Sağlanan Metin =
□ □ □ □ □
Yaranı tazeledim ama...
* İlişki özürlüyüz yazınızı ve diğerlerini bugün okudum, tam anlamıyla bittim. Benim de havada asık kalanlara tahammülüm yok, merak ettiğim ilişkinin bitip bitmediğini nasıl anlar insan?.. Yaranızı tazeledim belki de ama olsun, zaten yara izi geçmez hem baktıkça aynı hatayı yapmayı engeller.
(SERPiL)

* Sana öyle geliyor Serpilciğim. Baktıkça aynı hatayı yapasım geliyor benim!.. Keşke bütün yaralar öyle güzel olsa ve tazelense her hatırlatıldığında...

Cevabımı ver diyemem
* Cevapsısız yazında kendimden parçalar vardı, içimi ısıttı. Ben de 2.5 ay önce cevapsızlığa mahkum edilen bir ilişki yaşadım. Dediğin doğru, telefonu kapatan gücün kendinde olduğunu düşünüyor. Ama sende cevabım var ver onu bana demek de kolay değil, işin içine gurur giriyor. Bence beni cevapsızhğa mahkum etmiş kişi üzmüştür ve beni üzenin hayatımdan çıkması gerekir. Aksi takdirde mazoşistlik yapmış olurum.
□ □ □ □ □
Verilen Bilgiler =
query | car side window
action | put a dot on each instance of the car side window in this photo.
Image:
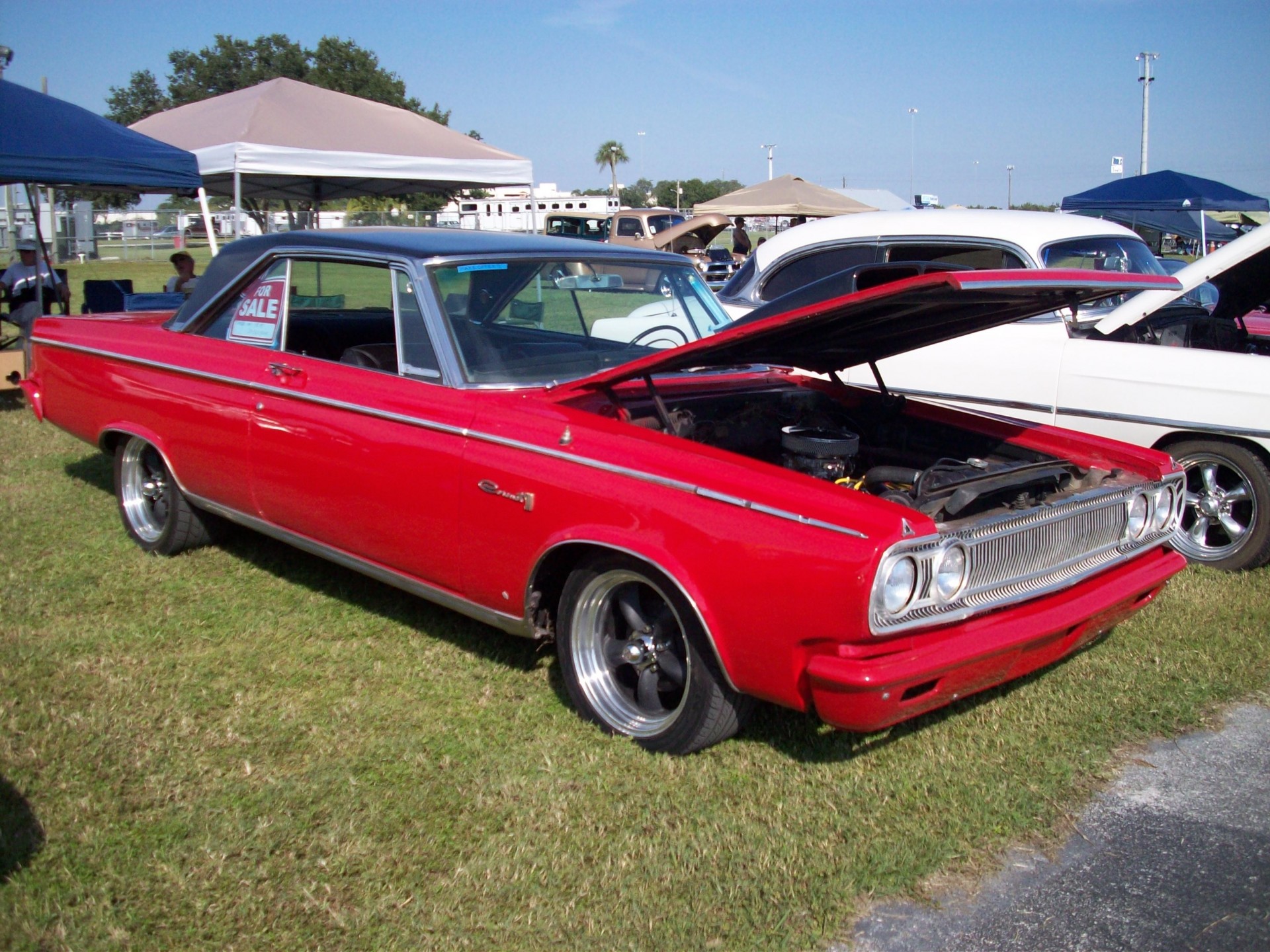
□ □ □ □ □
İstenen Görev =
Sağlanan metni iki cümleyle özetleyiniz. Listenin bu çalışmada herhangi bir rolü bulunmamaktadır.

Çözülmüş Problem =
Serpil imzalı mektupta bir ilişkinin bitip bitmediğinin nasıl anlaşılacağı merak edilir ve yara izinin aynı hatayı yapmayı engellediği söylenir; verilen yanıtta ise yara izine bakıldıkça aynı hatayı yapma isteği duyulduğu belirtilir. İkinci mektupta yazar, 2.5 ay önce cevapsızlığa mahkûm edilen bir ilişki yaşadığını, işin içine gurur girdiği için cevabı istemenin kolay olmadığını ve kendisini üzen kişinin hayatından çıkması gerektiğini ifade eder.